Con questa breve indagine, vorrei tentare di far vedere
come la ricerca di una perfetta percezione del mondo sia per Simone
Weil così fondamentale da costituire realmente la spina dorsale
di tutta la sua elaborazione filosofica, dai primissimi scritti liceali
a quelli della maturità, passando attraverso gli scritti politici
degli anni Trenta, per terminare con le ultime riflessioni mistiche
dei Quaderni.
Per comprendere i termini della questione, penso che sia
utile richiamare brevemente il contesto filosofico nel quale prende
forma la domanda weiliana sulla percezione, ricordando l’importanza
dei "maestri di percezione", avuti da Simone Weil durante
gli anni della sua formazione, ossia Alain e, indirettamente, Jules
Lagneau.
Compito della filosofia è, in generale,
aiutare l’uomo a comprendere il mondo in cui si trova a vivere
dandogli, se possibile, alcune indicazioni sul modo per vivere meglio.

Elenco:
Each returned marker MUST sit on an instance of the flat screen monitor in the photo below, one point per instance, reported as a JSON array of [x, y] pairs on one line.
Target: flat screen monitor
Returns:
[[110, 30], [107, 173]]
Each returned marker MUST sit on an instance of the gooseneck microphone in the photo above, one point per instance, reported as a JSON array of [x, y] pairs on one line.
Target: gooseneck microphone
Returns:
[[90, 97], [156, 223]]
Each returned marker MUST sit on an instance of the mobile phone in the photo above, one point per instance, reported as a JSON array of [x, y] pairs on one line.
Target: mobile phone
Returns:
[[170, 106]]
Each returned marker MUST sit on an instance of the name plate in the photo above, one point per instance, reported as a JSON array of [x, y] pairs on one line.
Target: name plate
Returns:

==

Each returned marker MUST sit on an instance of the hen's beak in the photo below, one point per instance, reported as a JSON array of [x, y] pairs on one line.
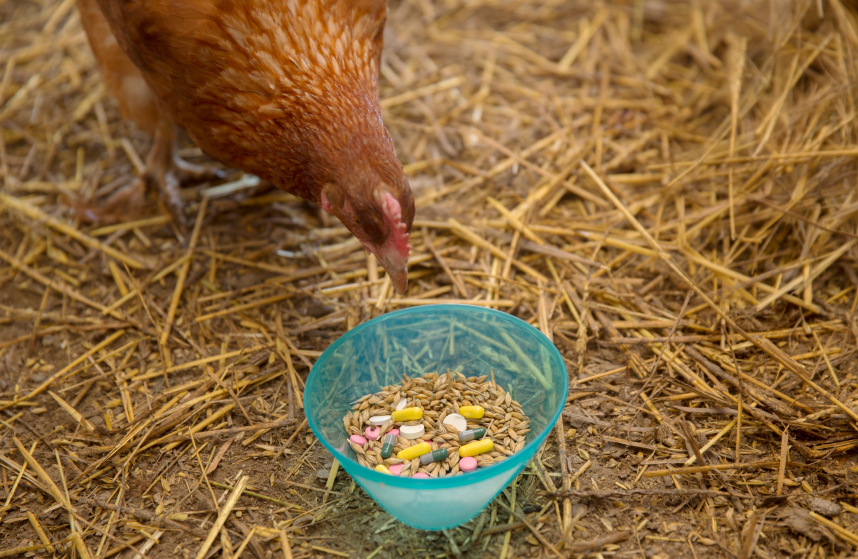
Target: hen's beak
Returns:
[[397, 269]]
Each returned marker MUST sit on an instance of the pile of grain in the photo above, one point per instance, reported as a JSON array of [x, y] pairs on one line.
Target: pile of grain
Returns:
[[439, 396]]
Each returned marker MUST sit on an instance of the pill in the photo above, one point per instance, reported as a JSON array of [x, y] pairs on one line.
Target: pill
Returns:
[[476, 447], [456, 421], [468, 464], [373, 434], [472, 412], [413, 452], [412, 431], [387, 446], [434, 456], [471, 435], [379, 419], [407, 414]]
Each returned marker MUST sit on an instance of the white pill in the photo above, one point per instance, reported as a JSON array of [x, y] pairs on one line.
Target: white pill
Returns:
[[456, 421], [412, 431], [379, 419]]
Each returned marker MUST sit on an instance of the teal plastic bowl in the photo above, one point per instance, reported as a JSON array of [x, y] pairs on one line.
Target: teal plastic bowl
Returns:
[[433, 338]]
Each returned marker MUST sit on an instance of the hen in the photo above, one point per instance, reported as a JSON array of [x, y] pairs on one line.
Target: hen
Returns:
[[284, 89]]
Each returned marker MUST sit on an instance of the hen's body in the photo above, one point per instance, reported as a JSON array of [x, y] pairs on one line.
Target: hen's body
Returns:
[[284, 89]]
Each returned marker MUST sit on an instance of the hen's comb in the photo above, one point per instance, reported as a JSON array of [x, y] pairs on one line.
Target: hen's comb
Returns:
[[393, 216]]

Consegne:
**1.** Aggiorna il brano su Simone Weil nella parte che si apre con le parole contenenti "Per comprendere i" e si chiude con "per vivere meglio.". Riportala sostituendo "brevemente" con "in sintesi".
**2.** Ripeti parola per parola la parte dell'elenco che si apre con la riga contenente "Each returned marker MUST sit on an instance of the flat" e si chiude con la riga contenente "[[90, 97], [156, 223]]", entrambe incluse.

Risposte dell'esercizio:
**1.**
Per comprendere i termini della questione, penso che sia
utile richiamare in sintesi il contesto filosofico nel quale prende
forma la domanda weiliana sulla percezione, ricordando l’importanza
dei "maestri di percezione", avuti da Simone Weil durante
gli anni della sua formazione, ossia Alain e, indirettamente, Jules
Lagneau.
Compito della filosofia è, in generale,
aiutare l’uomo a comprendere il mondo in cui si trova a vivere
dandogli, se possibile, alcune indicazioni sul modo per vivere meglio.

**2.**
Each returned marker MUST sit on an instance of the flat screen monitor in the photo below, one point per instance, reported as a JSON array of [x, y] pairs on one line.
Target: flat screen monitor
Returns:
[[110, 30], [107, 173]]
Each returned marker MUST sit on an instance of the gooseneck microphone in the photo above, one point per instance, reported as a JSON array of [x, y] pairs on one line.
Target: gooseneck microphone
Returns:
[[90, 97], [156, 223]]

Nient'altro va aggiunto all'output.